Study text:
↓
When asked broadly about the chances of a civil war in the next decade, without specifying what kind, 37% of Americans say one is at least somewhat likely to occur.

 

  1. Abysmal National Test Score Drops Show School Lockdowns Hurt America’s Poor The Most 

From The Federalist:

For all its obsession with “equity,” the Biden administration sure has the wrong results to show for it. In fact, the first national results showing test scores before and after covid lockdowns shows how the most vulnerable kids got hit hardest by learning loss.

The results, which compared outcomes on tests taken by nine-year-olds this past spring with those taken in early 2020 (i.e., right before hysteria shut down schools), confirmed wider learning gaps between the proverbial haves and have-nots.

Overall, the test showed a five-point decline in reading scores—the largest since 1990—and an even larger, seven-point drop in math, the first one recorded in the test’s 50-year history. Those results illustrate the broad-based damage lockdowns inflicted on all student learning progress.

But dig into the details further, and a troubling pattern emerges. While most students suffered learning loss, those in greatest danger of falling through the cracks suffered most.

8.   Lifemark Film Hits Over $2M in Sales Opening Weekend Signaling Value of Faith-Based Content 

From CBN:

“Lifemark”, a new pro-life movie produced by Kirk Cameron and the Kendrick Brothers, hit over $2 million in sales on opening weekend and marked Fathom’s highest grossing event this year.

The film from The Kendrick Brothers, Kirk Cameron Entertainment, and Fathom Events opened Friday night for Fathom’s first-ever seven-day premiere run in 1,500 locations. Fathom told CBN News they are looking to expand the film’s offerings.
↑
Dataset excerpts:
↓
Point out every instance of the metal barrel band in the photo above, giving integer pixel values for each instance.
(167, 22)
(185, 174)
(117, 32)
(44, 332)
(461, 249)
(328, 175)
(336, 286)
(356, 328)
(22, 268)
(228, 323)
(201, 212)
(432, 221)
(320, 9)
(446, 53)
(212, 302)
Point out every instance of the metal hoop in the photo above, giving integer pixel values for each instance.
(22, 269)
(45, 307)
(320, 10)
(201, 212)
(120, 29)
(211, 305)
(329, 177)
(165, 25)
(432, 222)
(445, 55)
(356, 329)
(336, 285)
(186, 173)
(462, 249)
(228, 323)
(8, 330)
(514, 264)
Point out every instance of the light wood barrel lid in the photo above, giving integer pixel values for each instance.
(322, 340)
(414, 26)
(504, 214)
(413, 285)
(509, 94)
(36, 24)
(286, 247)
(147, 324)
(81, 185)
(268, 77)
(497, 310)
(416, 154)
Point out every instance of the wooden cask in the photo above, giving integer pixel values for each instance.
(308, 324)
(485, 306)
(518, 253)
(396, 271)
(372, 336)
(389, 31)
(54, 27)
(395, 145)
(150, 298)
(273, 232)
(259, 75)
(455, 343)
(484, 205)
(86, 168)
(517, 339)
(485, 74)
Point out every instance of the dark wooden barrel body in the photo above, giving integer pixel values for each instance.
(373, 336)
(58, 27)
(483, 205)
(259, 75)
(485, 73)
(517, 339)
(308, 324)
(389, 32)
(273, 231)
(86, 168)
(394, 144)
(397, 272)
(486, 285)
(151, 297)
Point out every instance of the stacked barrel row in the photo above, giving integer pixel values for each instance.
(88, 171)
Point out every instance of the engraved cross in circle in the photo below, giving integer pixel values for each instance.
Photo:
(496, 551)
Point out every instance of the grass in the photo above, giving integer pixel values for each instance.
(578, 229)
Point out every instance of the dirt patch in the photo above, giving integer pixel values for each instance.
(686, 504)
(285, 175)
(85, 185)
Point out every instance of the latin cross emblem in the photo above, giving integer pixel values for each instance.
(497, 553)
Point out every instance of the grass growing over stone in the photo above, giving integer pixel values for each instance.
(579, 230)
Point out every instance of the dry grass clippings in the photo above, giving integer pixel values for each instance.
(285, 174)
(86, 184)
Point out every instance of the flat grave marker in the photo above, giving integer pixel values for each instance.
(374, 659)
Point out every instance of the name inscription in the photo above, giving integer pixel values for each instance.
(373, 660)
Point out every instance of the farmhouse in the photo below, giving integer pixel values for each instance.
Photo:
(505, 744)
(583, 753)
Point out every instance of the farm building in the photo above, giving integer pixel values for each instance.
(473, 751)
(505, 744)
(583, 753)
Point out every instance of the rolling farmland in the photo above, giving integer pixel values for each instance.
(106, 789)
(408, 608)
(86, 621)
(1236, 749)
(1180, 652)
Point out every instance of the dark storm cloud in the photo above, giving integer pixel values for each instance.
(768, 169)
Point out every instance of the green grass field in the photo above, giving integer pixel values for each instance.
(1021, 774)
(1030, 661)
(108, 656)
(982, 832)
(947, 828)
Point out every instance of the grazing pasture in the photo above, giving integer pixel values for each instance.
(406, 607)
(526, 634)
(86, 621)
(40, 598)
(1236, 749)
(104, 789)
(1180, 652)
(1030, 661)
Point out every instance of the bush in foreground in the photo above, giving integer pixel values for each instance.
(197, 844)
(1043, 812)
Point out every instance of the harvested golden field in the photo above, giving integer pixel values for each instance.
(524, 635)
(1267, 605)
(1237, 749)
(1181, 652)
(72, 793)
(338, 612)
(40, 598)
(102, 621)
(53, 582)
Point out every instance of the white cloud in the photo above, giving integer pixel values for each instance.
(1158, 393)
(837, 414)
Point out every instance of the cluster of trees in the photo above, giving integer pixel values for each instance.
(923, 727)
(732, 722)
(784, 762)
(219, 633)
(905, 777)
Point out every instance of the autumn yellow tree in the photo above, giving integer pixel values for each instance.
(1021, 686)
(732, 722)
↑
Tasks to complete:
- a) In the news roundup, list the companies named as the source of the film "Lifemark" in the sentence that begins "The film from."
- b) Extend the news roundup about test scores and the film "Lifemark," picking up after its final sentence.

Answers to the exercise:
- a)
- The Kendrick Brothers
- Kirk Cameron Entertainment
- Fathom Events

- b)
“We’re thrilled at the numbers we’re seeing for LIFEMARK this past weekend,” said Ray Nutt, CEO of Fathom Events. “They not only represent a big success for Fathom, The Kendrick Brothers, and Kirk Cameron Entertainment, but they also go to show the value that faith-based content brings to both theater owners and moviegoers alike.”

9.   Ken Starr, Attorney Who Led Bill Clinton Probe, Dies at 76 

From the Waco-Tribune Herald:

Kenneth Winston Starr, a former U.S. solicitor general who became the national face of the 1990s Whitewater investigation of the Clinton family years before he became president of Baylor University, died Tuesday. He was 76.

Starr had been hospitalized for months in Houston, family members and friends said.

“My beloved, brilliant, kind and loving husband has gone to be with his Savior after 17 weeks in the surgical intensive care unit at Baylor St. Luke’s Medical Center in Houston due to complications from surgery,” wrote his wife, Alice Starr, in a text to friends and supporters. “Ken was so very courageous, he never complained, and he continually expressed gratitude to all his nurses and doctors for their care.”

“Judge Starr was a dedicated public servant and ardent supporter of religious freedom that allows faith-based institutions such as Baylor to flourish,” Baylor President Linda Livingstone said in a statement Tuesday. “Ken and I served together as deans at Pepperdine University in the 2000s, and I appreciated him as a Constitutional law scholar and a fellow academician who believed in the transformative power of higher education.”

 

  1. Retired Nurse on Flight Saves Baby Who Stopped Breathing  

From Fox News:

A retired nurse stepped in to save the life of a baby girl who stopped breathing on a flight to Orlando.

The incident happened on Thursday on Spirit Flight 1691, which took off from Pittsburgh, Pennsylvania.

Tamara Panzino, a retired nurse of more than 20 years, told FOX 35 Orlando that flight attendants announced over the loudspeaker about 30 minutes after takeoff asking if anyone was a doctor. The parents of three-month-old, Anjelé, frantically asked for help as their infant grew blue in the face and stopped breathing.

The nurse rushed to the front of the plane as other passengers fell silent.

Panzino said she gave the baby oxygen, started massaging the baby’s chest more aggressively and legs and performed chest compressions. The infant began breathing again.

FOX 35 meteorologist Ian Cassette, who was a passenger on the same flight, recorded video of other passengers applauding and flight attendants smiling as the baby’s father bounced his revived daughter up and down.